EXERCISE INSTRUCTIONS:
In the passage on science and religion, write out everything from "Huxley was grievously" down to "others with arrogance." word for word.

But it is a big mistake to consider religion as antithetical to the scientific success of the Enlightenment, since many of the most notable scientists of the Enlightenment were in fact Christians. In mathematics and physics, so consequential were the discoveries of Blaise Pascal, Gottfried Leibniz, Leonhard Euler, Alessandro Volta, Augustin Cauchy, Michael Faraday, James Clerk Maxwell, James Joule and Lord Kelvin that they are still taught to this day bearing their names. Modern chemistry was almost wholly founded by Antoine Lavoisier (a Catholic who was beheaded in France’s atheistic Reign of Terror), Robert Boyle and John Dalton, with Lavoisier and Dalton having been preceded by Mikhail Lomonosov, who discovered the law of conservation of mass. No less influential were the discoveries of Christians in biology and medicine — Carl Linnaeus is considered as the father of modern taxonomy, Albrecht von Haller, the father of modern physiology, Louis Pasteur, the father of modern microbiology, Gregor Mendel, the father of modern genetics, and Joseph Lister, the father of modern surgery. All these men were devout Christians; Mendel was also an abbot.
Huxley was grievously mistaken: The enemies of science are not those who believe in God, but those who attempt to turn Him into a scientific subject; not the priests of the Church of God who, like John Wilkins, John Michell and Samuel Vince, pursued their scientific interests outside the pulpit, but the priests of the Church of Science who, like Neil deGrasse Tyson, Richard Dawkins and Stephen Wolfram, remain ever in their pulpits where nothing is sacred; not those who aspire to lead their own lives with humility, but those who promise to lead others with arrogance.
The atheists are right when they say that we ought to be wary of those who would make us believe that a book, and not a voice, is fundamental to religion. At the same time, however, we ought to be wary of those who would make us believe that facts are fundamental to science, and not the questions we ask and the way in which we approach them. But the point is that the enemies of science and religion may be more alike than we have been led to think.

Phrase grounding data
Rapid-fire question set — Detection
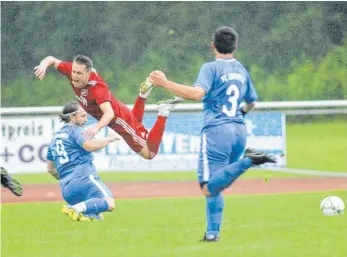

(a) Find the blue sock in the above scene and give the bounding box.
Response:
[206,194,224,236]
[207,157,252,196]
[83,198,108,214]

TASK RESPONSE:
Huxley was grievously mistaken: The enemies of science are not those who believe in God, but those who attempt to turn Him into a scientific subject; not the priests of the Church of God who, like John Wilkins, John Michell and Samuel Vince, pursued their scientific interests outside the pulpit, but the priests of the Church of Science who, like Neil deGrasse Tyson, Richard Dawkins and Stephen Wolfram, remain ever in their pulpits where nothing is sacred; not those who aspire to lead their own lives with humility, but those who promise to lead others with arrogance.